Your task -> All of the lines below need to be copied exactly, apart from the pictures.

Exercise data ->
>>>>

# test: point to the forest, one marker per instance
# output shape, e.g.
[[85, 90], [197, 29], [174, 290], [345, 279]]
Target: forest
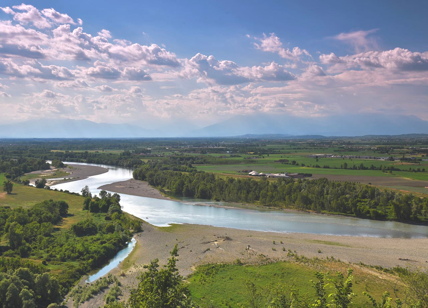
[[34, 234]]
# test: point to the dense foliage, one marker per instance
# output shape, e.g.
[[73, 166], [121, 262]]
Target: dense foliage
[[319, 195], [14, 168], [32, 233], [23, 289]]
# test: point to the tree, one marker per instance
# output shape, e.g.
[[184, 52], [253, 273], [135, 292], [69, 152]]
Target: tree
[[86, 192], [40, 183], [12, 297], [161, 288], [15, 235], [7, 186]]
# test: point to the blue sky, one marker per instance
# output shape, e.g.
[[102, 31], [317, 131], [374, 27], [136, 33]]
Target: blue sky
[[152, 61]]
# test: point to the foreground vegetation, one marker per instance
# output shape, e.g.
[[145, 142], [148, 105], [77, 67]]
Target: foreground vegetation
[[274, 285], [47, 247]]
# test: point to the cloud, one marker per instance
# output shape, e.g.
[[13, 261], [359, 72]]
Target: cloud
[[225, 72], [135, 90], [132, 73], [313, 71], [58, 17], [397, 59], [48, 94], [17, 41], [77, 84], [28, 15], [100, 71], [105, 88], [273, 44], [358, 39], [105, 34]]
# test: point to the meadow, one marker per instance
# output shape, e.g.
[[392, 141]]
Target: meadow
[[226, 285]]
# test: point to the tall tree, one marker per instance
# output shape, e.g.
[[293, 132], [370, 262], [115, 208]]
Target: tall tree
[[7, 186]]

<<<<

The answer ->
# test: point to the forest, one marker per instance
# output shape, e.g.
[[85, 90], [197, 29], [174, 290], [345, 279]]
Target: forest
[[34, 234]]
# test: point to the dense foliage, one marker per instance
# output shape, e.g.
[[73, 166], [121, 262]]
Target: dense foliage
[[319, 195], [14, 168], [32, 233], [23, 289]]
# test: point to the tree, one marker per instance
# output shape, e.g.
[[184, 52], [253, 273], [135, 292], [69, 152]]
Target: tree
[[86, 192], [40, 183], [12, 297], [161, 288], [15, 235], [7, 186]]
# test: point to the blue sky, one marker per instance
# output shape, e.g.
[[102, 31], [317, 131], [374, 27], [136, 33]]
Target: blue sky
[[152, 61]]
# test: point to the foreground vegetation, one marker per instance
# output shape, e.g.
[[145, 142], [148, 105], [77, 67]]
Target: foreground vegetation
[[274, 285], [47, 247]]
# test: point to the cloud, one marker per instance
# output shape, e.g.
[[13, 261], [359, 72]]
Target: cloud
[[225, 72], [135, 90], [132, 73], [313, 71], [58, 17], [397, 59], [48, 94], [17, 41], [77, 84], [28, 15], [100, 71], [105, 88], [273, 44], [358, 39], [105, 34]]
# test: point to the meadow, one marker per instance
# output shape, e.g.
[[392, 141]]
Target: meadow
[[226, 285]]
# test: point to the tall tree, one marker per instance
# output shape, e.g.
[[293, 132], [370, 262], [115, 208]]
Target: tall tree
[[7, 186]]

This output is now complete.